EXERCISE BRIEF: Reproduce the rows below with every occurrence of "motion blur streak" changed to "light trail" and nothing else altered.

INFORMATION GIVEN:
______
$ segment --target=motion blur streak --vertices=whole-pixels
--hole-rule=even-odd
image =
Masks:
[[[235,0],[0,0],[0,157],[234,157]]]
______
OUTPUT OF THE TASK:
$ segment --target=light trail --vertices=whole-pixels
--hole-rule=even-odd
image =
Masks:
[[[235,0],[0,0],[0,157],[234,157]]]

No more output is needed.